What is being asked:
Check each line below for the word "field" and give the number of lines that have it, nothing more.

Records to process:
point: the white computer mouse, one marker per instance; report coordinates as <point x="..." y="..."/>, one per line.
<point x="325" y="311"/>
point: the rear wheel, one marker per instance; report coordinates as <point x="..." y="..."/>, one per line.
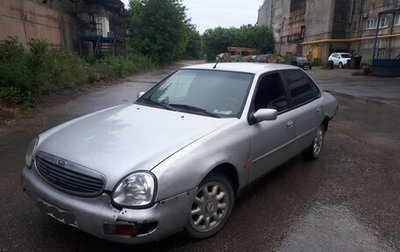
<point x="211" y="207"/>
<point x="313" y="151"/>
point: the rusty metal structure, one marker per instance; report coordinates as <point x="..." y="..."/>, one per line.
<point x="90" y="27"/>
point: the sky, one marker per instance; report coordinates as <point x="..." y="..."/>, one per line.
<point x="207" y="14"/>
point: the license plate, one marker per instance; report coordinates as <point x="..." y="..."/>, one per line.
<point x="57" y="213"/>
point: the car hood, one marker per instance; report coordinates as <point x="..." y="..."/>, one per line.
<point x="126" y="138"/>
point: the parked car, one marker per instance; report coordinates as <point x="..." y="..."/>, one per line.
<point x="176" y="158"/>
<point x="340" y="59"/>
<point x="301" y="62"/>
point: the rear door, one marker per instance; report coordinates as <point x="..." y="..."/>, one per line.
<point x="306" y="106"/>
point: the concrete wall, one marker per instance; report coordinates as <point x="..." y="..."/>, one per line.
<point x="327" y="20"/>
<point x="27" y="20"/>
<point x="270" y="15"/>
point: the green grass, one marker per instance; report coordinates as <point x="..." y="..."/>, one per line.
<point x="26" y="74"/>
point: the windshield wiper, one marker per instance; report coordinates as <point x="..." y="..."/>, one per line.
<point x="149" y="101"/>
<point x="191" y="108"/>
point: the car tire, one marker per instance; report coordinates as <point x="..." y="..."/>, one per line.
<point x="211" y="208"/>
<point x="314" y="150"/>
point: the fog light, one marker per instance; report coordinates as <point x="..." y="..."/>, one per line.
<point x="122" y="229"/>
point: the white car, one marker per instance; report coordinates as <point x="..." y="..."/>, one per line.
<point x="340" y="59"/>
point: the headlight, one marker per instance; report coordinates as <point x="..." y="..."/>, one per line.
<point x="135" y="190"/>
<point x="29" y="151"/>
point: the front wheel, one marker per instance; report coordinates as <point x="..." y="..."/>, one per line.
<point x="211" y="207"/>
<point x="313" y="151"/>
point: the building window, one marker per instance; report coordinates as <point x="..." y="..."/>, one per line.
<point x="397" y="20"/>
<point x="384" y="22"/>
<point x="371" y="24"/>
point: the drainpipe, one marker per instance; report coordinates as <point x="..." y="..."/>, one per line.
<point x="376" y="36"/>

==

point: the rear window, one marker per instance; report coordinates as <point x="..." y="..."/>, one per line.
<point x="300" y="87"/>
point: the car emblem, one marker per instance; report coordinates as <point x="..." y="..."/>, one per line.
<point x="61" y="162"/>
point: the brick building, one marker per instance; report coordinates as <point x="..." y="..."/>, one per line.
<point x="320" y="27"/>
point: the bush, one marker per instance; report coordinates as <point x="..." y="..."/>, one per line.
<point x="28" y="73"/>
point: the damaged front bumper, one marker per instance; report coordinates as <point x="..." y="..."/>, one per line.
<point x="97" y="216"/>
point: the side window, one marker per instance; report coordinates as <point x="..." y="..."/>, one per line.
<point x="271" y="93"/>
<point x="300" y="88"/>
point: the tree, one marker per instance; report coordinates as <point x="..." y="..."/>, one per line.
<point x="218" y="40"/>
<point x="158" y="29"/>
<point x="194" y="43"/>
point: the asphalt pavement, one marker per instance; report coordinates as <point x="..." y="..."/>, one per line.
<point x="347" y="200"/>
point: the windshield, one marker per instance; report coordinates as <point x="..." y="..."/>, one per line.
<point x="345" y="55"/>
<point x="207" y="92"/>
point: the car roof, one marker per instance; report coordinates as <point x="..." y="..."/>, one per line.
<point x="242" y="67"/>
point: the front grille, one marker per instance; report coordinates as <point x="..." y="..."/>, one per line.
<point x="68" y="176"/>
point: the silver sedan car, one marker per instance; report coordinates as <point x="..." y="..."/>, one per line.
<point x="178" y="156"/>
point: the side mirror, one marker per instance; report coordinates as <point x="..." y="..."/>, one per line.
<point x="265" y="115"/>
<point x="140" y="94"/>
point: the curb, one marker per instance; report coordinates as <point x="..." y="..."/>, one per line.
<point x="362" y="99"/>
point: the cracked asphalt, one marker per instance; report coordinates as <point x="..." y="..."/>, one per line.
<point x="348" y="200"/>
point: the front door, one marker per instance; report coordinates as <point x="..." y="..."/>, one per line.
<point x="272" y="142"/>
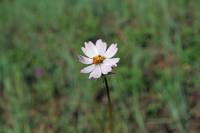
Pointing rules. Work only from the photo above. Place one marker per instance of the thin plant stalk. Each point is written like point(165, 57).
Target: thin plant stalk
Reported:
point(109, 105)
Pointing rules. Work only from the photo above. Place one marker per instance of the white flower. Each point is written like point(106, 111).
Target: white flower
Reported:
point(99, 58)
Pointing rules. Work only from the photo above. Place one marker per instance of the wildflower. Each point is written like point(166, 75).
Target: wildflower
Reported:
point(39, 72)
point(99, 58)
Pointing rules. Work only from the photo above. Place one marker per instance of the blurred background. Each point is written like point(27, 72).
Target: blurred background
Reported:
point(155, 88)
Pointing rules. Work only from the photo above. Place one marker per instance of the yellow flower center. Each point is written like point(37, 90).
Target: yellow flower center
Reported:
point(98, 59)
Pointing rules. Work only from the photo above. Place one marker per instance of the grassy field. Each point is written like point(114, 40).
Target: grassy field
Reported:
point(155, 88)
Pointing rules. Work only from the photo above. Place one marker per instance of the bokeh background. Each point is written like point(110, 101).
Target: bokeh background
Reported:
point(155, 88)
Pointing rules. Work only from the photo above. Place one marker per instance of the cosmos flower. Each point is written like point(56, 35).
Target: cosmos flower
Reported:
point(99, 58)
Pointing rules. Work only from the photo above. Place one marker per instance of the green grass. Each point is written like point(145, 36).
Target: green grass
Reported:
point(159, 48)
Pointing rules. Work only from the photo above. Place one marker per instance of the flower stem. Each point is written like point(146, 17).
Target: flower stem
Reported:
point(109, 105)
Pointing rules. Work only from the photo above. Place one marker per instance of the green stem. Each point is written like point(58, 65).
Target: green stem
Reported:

Task result:
2